WHAT TO WORK ON: Render the part of the items below that opens with the line containing "the porch window" and closes with the line containing "x=199, y=306" as a JSON list of strings, one string per line with blank lines omitted. Include both of those lines.

Stored data:
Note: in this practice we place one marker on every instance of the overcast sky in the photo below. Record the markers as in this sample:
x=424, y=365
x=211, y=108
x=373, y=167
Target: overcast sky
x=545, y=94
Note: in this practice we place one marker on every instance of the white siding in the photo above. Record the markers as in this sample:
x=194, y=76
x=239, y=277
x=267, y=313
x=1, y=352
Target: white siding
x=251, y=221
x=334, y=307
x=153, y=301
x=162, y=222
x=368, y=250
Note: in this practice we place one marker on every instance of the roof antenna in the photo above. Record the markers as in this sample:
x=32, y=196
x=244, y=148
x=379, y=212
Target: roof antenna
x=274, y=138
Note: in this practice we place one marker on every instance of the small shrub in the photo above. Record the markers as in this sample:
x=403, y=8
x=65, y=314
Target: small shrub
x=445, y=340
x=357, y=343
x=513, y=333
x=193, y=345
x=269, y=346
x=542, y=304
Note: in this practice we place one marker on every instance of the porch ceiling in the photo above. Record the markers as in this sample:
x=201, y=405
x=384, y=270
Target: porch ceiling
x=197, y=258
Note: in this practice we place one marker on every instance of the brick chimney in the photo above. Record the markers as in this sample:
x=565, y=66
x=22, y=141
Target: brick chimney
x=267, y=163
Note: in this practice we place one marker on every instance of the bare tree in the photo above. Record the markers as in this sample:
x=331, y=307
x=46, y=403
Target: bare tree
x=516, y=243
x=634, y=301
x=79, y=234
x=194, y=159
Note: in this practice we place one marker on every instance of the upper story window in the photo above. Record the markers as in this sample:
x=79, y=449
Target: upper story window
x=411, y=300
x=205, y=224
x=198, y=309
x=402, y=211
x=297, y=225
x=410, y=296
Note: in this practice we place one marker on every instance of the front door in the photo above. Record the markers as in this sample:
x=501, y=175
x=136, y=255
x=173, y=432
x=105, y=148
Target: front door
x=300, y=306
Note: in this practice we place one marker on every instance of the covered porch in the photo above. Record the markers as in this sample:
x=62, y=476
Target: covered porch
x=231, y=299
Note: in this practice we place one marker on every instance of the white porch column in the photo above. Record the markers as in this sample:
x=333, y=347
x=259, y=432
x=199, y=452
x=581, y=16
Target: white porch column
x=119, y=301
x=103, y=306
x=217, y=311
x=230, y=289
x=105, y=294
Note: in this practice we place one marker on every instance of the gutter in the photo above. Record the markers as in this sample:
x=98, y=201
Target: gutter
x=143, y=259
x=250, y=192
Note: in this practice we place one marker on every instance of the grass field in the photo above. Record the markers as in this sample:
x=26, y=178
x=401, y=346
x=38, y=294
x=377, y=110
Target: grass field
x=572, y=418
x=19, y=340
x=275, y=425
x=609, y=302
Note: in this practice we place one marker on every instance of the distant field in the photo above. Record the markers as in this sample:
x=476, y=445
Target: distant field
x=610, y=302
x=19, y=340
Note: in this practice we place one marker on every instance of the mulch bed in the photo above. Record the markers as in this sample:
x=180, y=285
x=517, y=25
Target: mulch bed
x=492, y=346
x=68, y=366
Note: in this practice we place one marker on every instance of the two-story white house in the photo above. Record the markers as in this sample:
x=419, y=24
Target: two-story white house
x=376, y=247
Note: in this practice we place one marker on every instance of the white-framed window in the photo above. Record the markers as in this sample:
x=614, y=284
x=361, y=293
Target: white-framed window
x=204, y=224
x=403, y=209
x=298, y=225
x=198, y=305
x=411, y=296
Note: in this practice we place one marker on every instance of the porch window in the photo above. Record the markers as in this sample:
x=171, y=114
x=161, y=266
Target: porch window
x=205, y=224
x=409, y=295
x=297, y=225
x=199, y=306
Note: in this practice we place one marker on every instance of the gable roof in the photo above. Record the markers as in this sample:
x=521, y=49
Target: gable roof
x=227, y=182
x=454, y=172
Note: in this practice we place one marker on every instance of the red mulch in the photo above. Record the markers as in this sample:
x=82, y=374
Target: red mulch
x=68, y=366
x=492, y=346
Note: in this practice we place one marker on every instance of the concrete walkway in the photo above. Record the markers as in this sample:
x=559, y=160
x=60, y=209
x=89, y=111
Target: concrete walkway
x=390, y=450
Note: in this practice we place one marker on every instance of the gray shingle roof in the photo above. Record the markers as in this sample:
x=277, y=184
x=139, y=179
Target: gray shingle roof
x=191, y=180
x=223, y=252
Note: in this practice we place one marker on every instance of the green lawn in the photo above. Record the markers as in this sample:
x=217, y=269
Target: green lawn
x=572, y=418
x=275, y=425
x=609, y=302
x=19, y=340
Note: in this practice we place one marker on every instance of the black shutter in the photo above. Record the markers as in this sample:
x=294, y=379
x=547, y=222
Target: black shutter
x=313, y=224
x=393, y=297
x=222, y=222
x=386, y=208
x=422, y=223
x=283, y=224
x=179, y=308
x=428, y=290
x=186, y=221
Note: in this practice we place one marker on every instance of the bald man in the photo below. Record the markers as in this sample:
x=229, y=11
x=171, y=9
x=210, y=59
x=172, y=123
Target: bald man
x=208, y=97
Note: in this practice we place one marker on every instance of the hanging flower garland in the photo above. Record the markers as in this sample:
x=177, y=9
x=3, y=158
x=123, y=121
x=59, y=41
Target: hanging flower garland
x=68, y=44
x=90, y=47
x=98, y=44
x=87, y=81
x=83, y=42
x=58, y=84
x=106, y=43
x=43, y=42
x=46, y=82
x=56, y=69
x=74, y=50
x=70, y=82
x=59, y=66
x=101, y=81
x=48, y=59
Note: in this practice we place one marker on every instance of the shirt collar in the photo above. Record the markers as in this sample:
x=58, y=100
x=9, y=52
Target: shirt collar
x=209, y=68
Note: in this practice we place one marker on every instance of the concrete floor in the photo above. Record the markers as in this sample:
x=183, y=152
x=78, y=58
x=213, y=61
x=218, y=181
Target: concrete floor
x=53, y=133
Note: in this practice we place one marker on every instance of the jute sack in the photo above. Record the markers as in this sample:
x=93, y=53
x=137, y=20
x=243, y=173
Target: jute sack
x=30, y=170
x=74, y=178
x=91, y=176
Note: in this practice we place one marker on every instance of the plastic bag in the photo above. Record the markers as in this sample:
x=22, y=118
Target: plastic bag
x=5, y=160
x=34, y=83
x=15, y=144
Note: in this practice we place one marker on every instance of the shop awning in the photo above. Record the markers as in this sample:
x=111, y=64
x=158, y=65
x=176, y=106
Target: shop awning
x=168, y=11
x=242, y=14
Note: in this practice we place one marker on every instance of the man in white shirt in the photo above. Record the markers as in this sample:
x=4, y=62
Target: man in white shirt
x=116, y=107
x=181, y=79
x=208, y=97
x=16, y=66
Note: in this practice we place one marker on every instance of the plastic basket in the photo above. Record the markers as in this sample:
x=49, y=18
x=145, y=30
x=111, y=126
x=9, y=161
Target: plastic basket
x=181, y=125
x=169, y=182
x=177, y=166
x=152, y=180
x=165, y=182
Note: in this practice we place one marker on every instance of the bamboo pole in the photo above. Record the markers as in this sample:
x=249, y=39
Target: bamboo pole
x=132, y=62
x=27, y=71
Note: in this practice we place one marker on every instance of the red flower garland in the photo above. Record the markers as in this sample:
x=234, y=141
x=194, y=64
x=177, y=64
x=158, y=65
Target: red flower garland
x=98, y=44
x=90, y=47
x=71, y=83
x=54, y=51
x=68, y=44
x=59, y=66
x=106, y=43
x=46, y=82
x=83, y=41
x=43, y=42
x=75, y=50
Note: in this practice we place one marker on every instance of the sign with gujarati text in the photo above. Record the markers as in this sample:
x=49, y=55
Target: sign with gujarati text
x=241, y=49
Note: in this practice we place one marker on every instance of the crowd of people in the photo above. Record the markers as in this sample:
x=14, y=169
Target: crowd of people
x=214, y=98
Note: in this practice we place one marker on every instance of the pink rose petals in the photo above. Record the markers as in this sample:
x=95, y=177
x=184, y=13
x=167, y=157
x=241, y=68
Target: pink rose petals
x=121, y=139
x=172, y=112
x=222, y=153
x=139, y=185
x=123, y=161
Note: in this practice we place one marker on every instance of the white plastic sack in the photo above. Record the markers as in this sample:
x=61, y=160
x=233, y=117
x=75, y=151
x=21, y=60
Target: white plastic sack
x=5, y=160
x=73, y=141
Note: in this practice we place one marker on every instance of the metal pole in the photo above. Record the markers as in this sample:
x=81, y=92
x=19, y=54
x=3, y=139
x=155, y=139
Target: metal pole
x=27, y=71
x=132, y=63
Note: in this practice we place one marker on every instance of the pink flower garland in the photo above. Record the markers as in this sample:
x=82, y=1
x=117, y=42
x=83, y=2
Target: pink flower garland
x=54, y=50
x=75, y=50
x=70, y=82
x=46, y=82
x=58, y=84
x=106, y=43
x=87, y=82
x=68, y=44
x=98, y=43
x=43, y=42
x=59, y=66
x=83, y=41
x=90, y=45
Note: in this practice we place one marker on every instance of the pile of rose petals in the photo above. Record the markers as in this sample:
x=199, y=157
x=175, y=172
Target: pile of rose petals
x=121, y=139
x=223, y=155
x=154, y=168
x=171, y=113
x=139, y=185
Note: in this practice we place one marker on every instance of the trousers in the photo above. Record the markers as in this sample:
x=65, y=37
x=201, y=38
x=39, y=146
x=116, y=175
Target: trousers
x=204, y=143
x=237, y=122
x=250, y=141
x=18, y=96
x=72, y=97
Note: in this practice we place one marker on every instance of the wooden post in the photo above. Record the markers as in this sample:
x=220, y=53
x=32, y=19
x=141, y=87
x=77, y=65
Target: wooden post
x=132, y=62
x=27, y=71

COMPLETE RESPONSE:
[
  "Note: in this practice we place one marker on every instance of the porch window in the photo above. Record the markers as in this sample:",
  "x=171, y=114",
  "x=161, y=266",
  "Target: porch window",
  "x=205, y=224",
  "x=409, y=295",
  "x=297, y=225",
  "x=199, y=306"
]